In the records below, find every line that contains "staircase" and list it.

PROVIDED ENTRIES:
----
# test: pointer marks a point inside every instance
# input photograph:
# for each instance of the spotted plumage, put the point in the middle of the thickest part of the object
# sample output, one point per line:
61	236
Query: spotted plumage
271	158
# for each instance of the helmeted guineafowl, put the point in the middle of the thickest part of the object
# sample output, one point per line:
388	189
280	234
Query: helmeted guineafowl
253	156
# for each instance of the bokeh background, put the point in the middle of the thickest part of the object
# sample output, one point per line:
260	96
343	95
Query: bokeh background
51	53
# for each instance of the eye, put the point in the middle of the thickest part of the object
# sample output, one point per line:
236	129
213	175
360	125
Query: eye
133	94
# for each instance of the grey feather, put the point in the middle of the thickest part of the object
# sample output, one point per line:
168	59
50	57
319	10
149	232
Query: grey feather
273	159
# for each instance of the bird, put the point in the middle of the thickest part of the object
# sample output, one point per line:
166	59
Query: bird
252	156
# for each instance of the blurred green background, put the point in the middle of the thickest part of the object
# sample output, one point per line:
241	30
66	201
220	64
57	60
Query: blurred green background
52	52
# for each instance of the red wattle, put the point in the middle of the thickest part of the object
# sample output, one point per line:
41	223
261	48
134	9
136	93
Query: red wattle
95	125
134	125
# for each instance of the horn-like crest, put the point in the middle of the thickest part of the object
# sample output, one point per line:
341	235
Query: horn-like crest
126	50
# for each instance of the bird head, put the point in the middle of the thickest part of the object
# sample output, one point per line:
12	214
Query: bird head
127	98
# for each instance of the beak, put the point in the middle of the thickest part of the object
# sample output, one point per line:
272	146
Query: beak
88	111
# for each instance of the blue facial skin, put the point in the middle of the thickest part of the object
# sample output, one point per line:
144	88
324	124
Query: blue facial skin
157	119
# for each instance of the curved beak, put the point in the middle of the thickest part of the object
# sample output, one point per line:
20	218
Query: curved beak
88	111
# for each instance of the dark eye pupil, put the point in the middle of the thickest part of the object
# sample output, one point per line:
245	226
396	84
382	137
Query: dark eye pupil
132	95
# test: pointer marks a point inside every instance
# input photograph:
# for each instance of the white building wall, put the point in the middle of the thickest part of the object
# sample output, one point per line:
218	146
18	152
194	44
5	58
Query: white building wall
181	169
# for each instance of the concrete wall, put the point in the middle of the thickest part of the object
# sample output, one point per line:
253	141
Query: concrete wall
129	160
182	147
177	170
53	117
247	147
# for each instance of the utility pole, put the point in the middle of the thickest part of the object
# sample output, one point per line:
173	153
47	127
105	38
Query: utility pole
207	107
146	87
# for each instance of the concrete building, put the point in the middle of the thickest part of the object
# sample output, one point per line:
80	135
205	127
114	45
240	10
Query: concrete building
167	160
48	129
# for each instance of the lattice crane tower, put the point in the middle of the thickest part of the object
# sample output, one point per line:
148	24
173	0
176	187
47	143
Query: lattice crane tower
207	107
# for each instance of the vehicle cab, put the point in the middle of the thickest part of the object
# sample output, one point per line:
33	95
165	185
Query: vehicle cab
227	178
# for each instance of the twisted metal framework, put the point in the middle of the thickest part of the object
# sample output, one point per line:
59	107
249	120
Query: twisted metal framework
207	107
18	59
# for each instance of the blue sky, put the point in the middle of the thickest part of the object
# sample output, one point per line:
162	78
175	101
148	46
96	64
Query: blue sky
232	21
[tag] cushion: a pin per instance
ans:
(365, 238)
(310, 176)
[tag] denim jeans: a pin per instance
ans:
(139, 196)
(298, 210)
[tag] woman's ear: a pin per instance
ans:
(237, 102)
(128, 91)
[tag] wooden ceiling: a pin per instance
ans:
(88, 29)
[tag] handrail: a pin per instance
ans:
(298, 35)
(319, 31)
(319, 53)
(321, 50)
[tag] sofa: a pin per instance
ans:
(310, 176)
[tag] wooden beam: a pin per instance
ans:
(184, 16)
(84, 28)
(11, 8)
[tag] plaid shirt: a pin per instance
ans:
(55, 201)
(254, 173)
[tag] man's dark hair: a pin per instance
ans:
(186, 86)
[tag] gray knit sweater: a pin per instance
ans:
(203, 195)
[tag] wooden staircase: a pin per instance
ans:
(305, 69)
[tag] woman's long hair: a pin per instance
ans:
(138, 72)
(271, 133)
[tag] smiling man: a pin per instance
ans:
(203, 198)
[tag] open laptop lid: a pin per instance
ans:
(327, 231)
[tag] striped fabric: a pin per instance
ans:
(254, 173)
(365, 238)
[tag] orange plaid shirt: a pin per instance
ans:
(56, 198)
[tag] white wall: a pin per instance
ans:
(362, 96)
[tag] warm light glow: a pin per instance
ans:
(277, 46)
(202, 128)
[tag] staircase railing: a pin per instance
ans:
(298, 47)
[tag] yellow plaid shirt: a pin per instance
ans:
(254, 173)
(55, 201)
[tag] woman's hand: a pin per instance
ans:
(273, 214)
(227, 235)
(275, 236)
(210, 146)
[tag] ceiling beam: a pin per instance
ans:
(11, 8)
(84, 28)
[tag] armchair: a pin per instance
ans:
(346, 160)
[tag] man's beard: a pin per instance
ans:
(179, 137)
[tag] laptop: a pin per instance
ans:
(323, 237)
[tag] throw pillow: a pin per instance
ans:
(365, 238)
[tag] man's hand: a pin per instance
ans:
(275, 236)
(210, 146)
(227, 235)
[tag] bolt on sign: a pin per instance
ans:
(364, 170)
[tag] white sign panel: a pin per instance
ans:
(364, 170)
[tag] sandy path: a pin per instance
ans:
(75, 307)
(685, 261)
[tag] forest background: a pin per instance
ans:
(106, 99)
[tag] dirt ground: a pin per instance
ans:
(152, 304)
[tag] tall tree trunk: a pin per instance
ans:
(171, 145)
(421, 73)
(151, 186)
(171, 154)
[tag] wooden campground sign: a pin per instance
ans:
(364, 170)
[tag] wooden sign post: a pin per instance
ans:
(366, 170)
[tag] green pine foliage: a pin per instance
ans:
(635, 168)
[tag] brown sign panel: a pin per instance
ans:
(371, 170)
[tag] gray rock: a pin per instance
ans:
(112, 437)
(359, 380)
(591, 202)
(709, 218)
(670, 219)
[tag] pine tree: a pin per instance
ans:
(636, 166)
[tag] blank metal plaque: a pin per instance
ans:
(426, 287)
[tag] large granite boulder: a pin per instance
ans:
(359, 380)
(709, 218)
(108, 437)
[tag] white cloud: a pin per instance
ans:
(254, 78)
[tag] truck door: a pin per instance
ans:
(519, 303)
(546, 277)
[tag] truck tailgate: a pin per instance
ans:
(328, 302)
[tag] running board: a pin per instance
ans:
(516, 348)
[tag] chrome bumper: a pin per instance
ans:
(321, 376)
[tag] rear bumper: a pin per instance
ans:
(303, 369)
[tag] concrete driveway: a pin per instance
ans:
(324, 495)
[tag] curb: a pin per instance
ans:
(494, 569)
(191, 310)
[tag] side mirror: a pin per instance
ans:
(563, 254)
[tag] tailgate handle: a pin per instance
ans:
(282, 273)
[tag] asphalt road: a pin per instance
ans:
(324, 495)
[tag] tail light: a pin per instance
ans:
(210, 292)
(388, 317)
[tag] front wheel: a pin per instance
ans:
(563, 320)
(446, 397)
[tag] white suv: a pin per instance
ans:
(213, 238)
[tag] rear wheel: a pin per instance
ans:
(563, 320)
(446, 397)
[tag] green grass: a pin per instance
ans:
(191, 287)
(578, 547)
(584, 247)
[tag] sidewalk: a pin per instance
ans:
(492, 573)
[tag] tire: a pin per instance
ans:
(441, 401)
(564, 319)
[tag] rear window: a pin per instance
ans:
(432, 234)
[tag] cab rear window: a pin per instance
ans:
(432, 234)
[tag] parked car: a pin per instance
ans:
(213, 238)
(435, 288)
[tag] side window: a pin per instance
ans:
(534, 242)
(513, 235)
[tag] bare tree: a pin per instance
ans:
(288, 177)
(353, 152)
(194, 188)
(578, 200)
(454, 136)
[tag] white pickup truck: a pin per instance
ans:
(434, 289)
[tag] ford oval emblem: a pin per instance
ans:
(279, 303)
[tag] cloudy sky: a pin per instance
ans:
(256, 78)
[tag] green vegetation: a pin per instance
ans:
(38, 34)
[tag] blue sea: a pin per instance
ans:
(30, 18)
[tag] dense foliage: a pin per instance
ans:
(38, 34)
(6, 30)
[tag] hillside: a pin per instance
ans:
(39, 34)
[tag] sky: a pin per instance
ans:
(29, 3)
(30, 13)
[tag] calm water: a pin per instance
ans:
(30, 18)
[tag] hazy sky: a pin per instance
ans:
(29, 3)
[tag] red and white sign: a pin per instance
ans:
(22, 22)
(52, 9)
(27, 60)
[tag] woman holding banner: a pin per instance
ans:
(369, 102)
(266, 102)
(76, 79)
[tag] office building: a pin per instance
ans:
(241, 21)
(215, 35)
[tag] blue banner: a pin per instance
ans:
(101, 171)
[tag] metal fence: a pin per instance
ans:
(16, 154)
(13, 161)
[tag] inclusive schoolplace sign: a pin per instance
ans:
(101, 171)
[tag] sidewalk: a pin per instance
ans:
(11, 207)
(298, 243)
----
REPLY:
[tag] wooden staircase: a pin per instance
[tag] staircase railing: a pin per instance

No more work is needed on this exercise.